**SUPPLIED PASSAGE:**
::::::::

Europe and the International Character Sets: Strategy of Implementation and Development of the Networked Services

Borka Jerman-Blazic <borka@e5.ijs.si>
Laboratory for Open Systems and Networks
Jozef Stefan Institute, University of Ljubljana, Slovenia

Abstract

This paper represents a summary of the report prepared under mandate M/037 from the European Commission (EC) to develop a European strategy for Character Set Technology (CST) and internationalization. The problems related to internationalization are not Europe-specific, but due to technical development and the large number of languages, they are of particular concern to Europeans. Therefore, Europe has elaborated on some solutions which will provide the necessary level of internationalization for the European languages. These solutions are direct outcomes of the strategy developed under the mandate M/037 issued to CEN (the European Committee for Standardization)by EC.

1. Introduction: The European dimension

Europe comprises some 45 states and around 700 million inhabitants. In Europe, some 160 different indigenous languages (out of which maybe 70% have written forms [1] are spoken, each with its particular socio-cultural characteristics. In addition, a large number of non-indigenous languages are spoken by substantial immigrant communities.

The development of education, business, communication, and leisure together with many other factors has led to the situation where most Europeans are able to understand--and in many cases speak--more than one language.

::::::::

**EXTRACTED INFORMATION:**
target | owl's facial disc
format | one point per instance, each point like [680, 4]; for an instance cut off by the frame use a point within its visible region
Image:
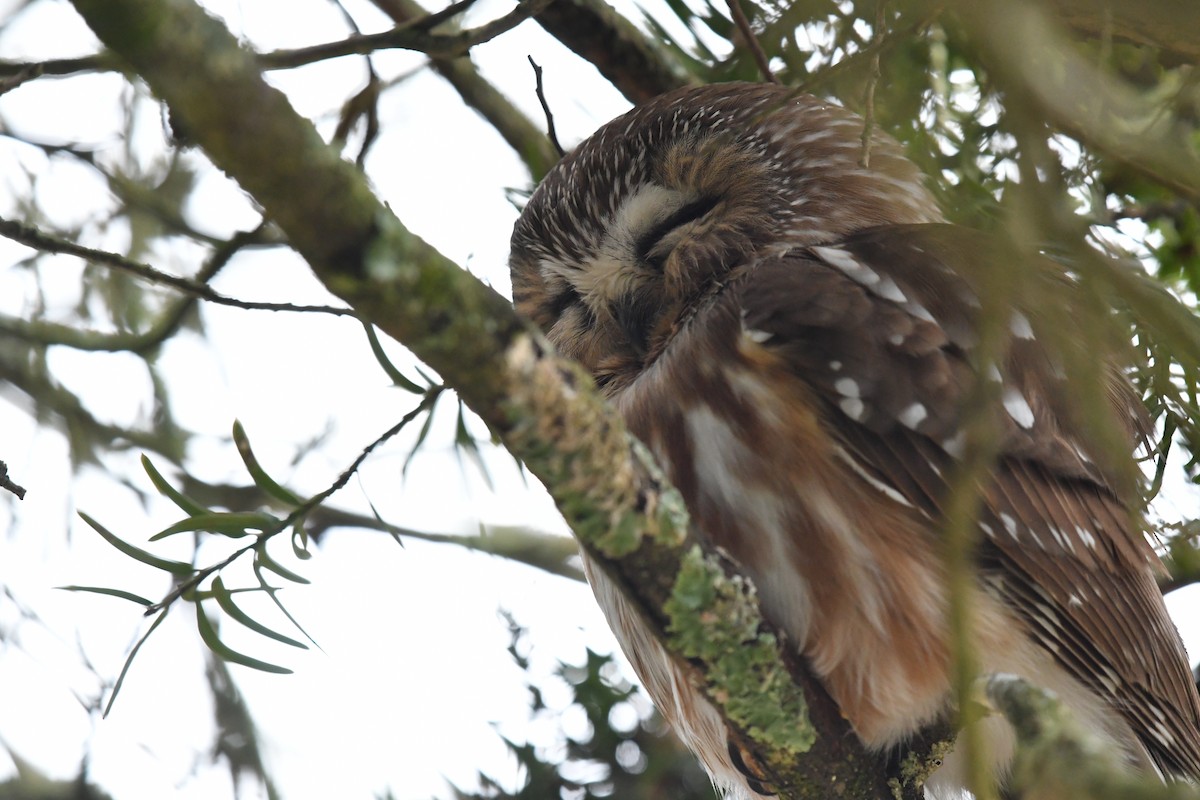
[624, 280]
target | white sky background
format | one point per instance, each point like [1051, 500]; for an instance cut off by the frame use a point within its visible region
[414, 675]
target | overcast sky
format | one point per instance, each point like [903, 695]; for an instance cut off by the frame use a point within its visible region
[413, 680]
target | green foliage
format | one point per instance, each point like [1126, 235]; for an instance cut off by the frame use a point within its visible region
[997, 158]
[625, 751]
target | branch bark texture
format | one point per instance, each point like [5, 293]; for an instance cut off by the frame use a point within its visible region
[543, 408]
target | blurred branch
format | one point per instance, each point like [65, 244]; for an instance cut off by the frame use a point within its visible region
[1079, 98]
[623, 54]
[406, 36]
[7, 483]
[1170, 25]
[169, 319]
[553, 554]
[1056, 757]
[529, 143]
[33, 236]
[543, 408]
[49, 401]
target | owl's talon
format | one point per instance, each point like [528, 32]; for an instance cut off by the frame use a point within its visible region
[757, 782]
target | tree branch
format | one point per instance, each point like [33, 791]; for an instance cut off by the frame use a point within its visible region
[624, 55]
[1077, 97]
[1170, 25]
[543, 408]
[526, 138]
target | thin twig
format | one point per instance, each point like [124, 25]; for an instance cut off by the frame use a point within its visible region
[873, 79]
[760, 58]
[299, 512]
[436, 18]
[36, 239]
[443, 46]
[545, 107]
[6, 483]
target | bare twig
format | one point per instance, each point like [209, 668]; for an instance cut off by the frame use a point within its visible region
[6, 482]
[31, 236]
[873, 79]
[409, 37]
[760, 58]
[545, 107]
[168, 320]
[198, 577]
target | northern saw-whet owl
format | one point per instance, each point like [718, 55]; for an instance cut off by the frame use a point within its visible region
[793, 335]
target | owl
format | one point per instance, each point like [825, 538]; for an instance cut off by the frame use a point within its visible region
[783, 316]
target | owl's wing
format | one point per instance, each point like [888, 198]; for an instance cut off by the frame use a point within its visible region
[886, 328]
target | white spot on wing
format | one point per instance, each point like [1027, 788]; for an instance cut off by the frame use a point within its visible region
[889, 290]
[846, 388]
[1018, 408]
[1086, 536]
[955, 445]
[852, 407]
[1020, 326]
[913, 415]
[1009, 524]
[756, 336]
[849, 265]
[889, 492]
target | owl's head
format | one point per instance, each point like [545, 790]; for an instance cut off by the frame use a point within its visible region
[660, 206]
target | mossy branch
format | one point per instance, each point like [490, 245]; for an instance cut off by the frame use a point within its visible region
[544, 408]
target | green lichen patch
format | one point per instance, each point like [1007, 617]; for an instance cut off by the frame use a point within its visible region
[916, 768]
[714, 619]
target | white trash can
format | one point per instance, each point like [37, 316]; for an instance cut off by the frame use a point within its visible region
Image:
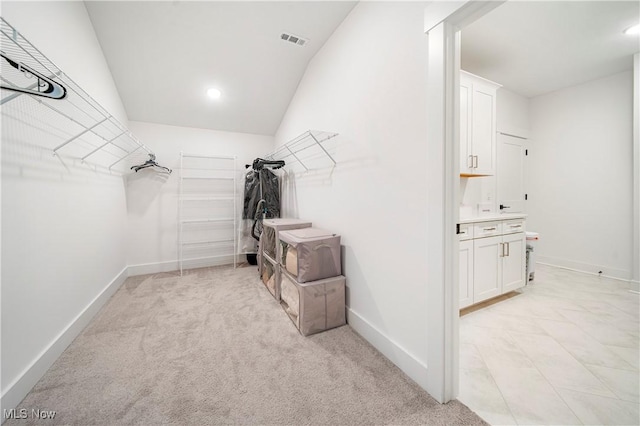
[532, 239]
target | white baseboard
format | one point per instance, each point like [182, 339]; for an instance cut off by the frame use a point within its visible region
[174, 265]
[408, 363]
[617, 274]
[17, 390]
[153, 268]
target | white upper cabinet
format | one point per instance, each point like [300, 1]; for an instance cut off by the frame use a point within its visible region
[477, 125]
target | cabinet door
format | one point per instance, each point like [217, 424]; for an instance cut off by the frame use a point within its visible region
[514, 264]
[487, 266]
[511, 156]
[466, 273]
[465, 125]
[483, 110]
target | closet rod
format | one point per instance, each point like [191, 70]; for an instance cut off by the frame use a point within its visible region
[101, 110]
[141, 146]
[80, 134]
[105, 144]
[213, 157]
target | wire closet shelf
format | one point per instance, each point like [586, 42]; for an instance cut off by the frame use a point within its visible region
[309, 150]
[43, 106]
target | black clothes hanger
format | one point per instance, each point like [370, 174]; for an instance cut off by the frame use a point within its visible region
[260, 163]
[43, 87]
[151, 162]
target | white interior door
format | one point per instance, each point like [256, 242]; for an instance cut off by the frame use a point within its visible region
[511, 192]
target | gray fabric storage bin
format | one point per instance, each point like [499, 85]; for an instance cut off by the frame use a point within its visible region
[270, 233]
[314, 306]
[310, 254]
[270, 249]
[268, 277]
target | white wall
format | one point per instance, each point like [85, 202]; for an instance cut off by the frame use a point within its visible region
[63, 230]
[635, 275]
[367, 83]
[580, 200]
[152, 198]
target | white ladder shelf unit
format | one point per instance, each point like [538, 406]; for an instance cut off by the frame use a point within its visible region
[207, 203]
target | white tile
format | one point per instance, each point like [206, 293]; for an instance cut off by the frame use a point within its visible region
[528, 308]
[531, 399]
[495, 319]
[479, 392]
[558, 366]
[566, 333]
[607, 334]
[583, 347]
[597, 410]
[624, 383]
[631, 355]
[482, 336]
[470, 358]
[502, 357]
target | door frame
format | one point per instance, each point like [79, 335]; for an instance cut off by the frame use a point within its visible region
[443, 22]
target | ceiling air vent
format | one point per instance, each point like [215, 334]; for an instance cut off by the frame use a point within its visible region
[300, 41]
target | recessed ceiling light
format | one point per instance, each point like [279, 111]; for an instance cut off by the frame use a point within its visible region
[633, 30]
[214, 93]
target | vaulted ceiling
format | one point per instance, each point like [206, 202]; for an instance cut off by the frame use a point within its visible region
[164, 55]
[535, 47]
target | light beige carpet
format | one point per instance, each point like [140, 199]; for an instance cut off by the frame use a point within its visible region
[213, 347]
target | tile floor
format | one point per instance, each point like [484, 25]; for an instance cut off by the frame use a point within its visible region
[563, 352]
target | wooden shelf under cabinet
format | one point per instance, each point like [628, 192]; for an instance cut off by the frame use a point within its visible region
[472, 175]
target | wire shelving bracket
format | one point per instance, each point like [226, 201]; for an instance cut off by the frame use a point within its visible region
[306, 149]
[43, 106]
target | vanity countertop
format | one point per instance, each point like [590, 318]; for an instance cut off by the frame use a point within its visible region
[493, 217]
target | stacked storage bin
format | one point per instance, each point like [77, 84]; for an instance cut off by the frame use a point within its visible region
[312, 287]
[269, 249]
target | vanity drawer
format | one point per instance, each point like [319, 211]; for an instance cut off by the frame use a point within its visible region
[466, 231]
[513, 226]
[487, 229]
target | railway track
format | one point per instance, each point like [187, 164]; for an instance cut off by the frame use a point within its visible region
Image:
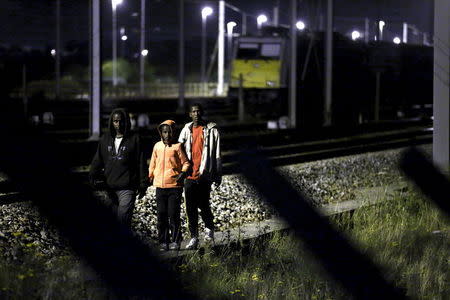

::::::::

According to the paper on European character sets, how many states does Europe comprise? Nothing here depends on the records.

**OUTPUT BELOW:** Some 45 states.